What this task involves: Please carry on the forum discussion about careers in the hotel industry from the point where it stops.

--- Passage provided Enclosed Below ---

Lastly you do not know I am a millennial. There are plenty of people who go to college late in life. Talk about ignorant.

Call me ignorant? I’m not the ignorant one. I don’t work in that industry, and I already knew that it takes a couple of decades to become GM of a luxury hotel

I have a friend who is a GM for the Mandarin Oriental chain. He didn’t make to that position until his oldest child was in HS.

@GMTplus7 As I said in my previous post, my anger with the industry isn’t that it takes two decades to become a GM. It’s that it takes that long until you have any decent paying job at all. As far as I know, the first line managers are paid quite poorly. Is college worth it if someone has to put in maybe 20 years of dues before they finally get paid well?

I know one guy with experience is making just minimum wage at a high end resort and needs his parents to wire him money to pay for rent. You don’t think he regrets his college major? Would you do that for a decade, heck even half that, before you get to be making just 30K or so?

Plus, if you do get promoted to GM, you’re still at risk of being replaced every couple years or so when new management companies take over the hotel. To be fair, this isn’t the norm for luxury hotels but they’re the outlier.

Why is this news to you at this point? And how is this any different than the salary prospects for anthropology majors?

It isn’t news to me. When did I say it was?

I’m sure if anthropology graduates are making minimum wage then they’re probably regreting their choice of major too. Are you arguing that a minimum wage job with a college degree is the norm?

Plus, I don’t think anthropologists have to worry about being replaced every couple years when they finally reach their dream job.

It is a tough industry but I’m not sure the degree is worthless and not everyone in it shares the same experience. I know several people who’ve graduated with the degree. Three left the field–one went to law school and did quite well, one is in sales in another industry. The third is a VP for an international company in a completely different field (but entered through a sales position). They had similar opinions to you-- the early years involved low pay, long hours, holidays, and frequent relocating. However, I know several who are very happy in the industry. Three of them have made a lot of money. One owns a management company with a big portfolio of properties. Another runs a management company after working as a GM at a few properties. Another GM invested in a hotel with partners when it was up for sale and now owns it (he never moved cities throughout his career). And yet another is currently a GM and has managed to remain in the same city by jumping hotel companies during his trajectory. The latter is the least compensated but he loves his job and the perks (lots of free travel and dining) and is off all holidays (only since he’s been a GM). The fifth is a GM in a resort town and hasn’t moved in more than a decade. He loves it. Again, tough industry, but many paths and experiences. Many people change their fields and I think there is value in your degree depending on you and the direction you choose to go. Good luck.

--- End of Enclosed Passage provided ---
--- Entries provided Enclosed Below ---

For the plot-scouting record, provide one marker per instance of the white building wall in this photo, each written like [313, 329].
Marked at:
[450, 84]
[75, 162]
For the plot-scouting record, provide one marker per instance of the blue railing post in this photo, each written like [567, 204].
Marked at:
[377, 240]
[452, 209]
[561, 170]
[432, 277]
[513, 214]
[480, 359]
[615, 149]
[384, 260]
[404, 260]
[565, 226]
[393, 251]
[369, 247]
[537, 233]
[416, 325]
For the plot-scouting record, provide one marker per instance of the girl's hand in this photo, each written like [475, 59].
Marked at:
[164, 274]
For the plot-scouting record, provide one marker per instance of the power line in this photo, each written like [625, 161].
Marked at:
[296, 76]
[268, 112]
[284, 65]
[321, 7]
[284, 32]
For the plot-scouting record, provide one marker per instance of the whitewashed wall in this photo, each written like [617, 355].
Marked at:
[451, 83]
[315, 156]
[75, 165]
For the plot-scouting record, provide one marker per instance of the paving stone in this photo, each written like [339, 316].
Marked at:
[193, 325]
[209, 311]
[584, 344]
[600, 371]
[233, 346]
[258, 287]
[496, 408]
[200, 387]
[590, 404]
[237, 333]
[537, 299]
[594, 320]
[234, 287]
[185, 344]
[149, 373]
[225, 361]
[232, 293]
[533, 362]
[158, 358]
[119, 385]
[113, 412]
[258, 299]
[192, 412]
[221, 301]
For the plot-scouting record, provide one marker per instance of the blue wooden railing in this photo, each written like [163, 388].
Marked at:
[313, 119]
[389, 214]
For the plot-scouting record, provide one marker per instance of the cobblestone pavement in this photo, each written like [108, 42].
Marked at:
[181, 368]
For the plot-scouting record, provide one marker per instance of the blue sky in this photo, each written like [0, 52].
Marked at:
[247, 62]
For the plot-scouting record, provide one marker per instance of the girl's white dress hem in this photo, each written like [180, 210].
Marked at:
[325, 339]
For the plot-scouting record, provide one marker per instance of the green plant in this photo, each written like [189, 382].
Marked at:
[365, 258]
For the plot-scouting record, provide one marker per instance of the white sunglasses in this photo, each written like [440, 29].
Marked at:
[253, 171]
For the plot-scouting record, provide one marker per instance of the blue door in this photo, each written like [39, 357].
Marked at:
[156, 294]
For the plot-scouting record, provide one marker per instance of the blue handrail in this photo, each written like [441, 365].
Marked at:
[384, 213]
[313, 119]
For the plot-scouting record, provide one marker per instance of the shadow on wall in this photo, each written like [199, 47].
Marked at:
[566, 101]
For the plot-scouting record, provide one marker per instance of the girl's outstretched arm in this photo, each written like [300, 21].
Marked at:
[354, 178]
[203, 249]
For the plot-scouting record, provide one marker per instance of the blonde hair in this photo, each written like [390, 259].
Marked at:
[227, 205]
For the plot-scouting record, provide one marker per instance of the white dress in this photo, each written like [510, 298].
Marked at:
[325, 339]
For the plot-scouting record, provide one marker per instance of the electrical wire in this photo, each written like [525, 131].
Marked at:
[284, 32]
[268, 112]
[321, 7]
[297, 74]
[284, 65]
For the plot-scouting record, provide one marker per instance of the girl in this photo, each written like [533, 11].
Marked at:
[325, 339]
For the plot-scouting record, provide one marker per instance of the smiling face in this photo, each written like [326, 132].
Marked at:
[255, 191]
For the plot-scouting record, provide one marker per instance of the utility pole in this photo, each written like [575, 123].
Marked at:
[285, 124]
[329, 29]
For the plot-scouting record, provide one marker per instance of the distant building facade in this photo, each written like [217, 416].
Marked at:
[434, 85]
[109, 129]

--- End of Enclosed Entries provided ---
--- Entries provided Enclosed Below ---

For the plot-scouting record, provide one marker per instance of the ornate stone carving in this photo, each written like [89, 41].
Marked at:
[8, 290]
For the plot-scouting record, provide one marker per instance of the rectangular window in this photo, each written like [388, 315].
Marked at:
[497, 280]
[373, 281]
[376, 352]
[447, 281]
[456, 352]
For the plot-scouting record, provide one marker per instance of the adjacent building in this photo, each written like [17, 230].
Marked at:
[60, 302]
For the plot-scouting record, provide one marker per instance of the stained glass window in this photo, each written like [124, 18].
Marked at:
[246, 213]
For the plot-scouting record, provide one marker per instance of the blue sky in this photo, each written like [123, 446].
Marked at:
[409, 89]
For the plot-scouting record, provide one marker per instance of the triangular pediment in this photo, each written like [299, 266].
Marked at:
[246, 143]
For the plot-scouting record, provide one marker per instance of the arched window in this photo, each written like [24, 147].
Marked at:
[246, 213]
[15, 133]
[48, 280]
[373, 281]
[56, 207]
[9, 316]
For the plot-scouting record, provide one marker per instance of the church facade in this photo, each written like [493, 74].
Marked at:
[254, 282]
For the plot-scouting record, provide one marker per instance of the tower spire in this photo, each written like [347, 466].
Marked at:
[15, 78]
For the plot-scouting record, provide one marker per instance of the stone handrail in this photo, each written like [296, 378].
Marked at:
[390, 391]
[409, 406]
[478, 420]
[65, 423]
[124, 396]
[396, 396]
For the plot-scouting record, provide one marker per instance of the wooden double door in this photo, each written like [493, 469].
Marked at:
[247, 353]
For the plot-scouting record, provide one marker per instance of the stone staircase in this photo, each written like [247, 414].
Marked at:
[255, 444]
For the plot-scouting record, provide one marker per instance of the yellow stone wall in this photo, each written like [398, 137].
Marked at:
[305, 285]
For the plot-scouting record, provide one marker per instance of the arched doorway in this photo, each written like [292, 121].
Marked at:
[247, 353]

--- End of Enclosed Entries provided ---

Solved exercise:
BigD124, I stated in my earlier post that not too many universities offer a degree in hotel management. You had problem with my statement. To demonstrate my point, I did a quick google search using the following 3 set of key words: the name of a top 20 public university according to the U.S. News and World Report, hospitality, and hotel management. Among these 20 universities, 3 of them have a degree relating to hospitality. Note that these 20 universities, like UC Berkeley, U. of Michigan, UW Madison, etc., are largely state flagship universities. That means they have almost every popular majors. But only 3 of them have such a degree. Should this be a surprise? I do not think so. Hospitality is a very specialized degree most useful for a specific industry; its employment base is relatively smaller compared to more general functional field, such as marketing, management, and finance, etc.

Just like any degree in other fields, it takes certain kind of people to find a hospitality degree useful or enjoyable. I know a few MDs who quitted medical practices after they paid off their student loans. I think your future success will be more about you, less about the degree itself. Being angry is not particularly useful.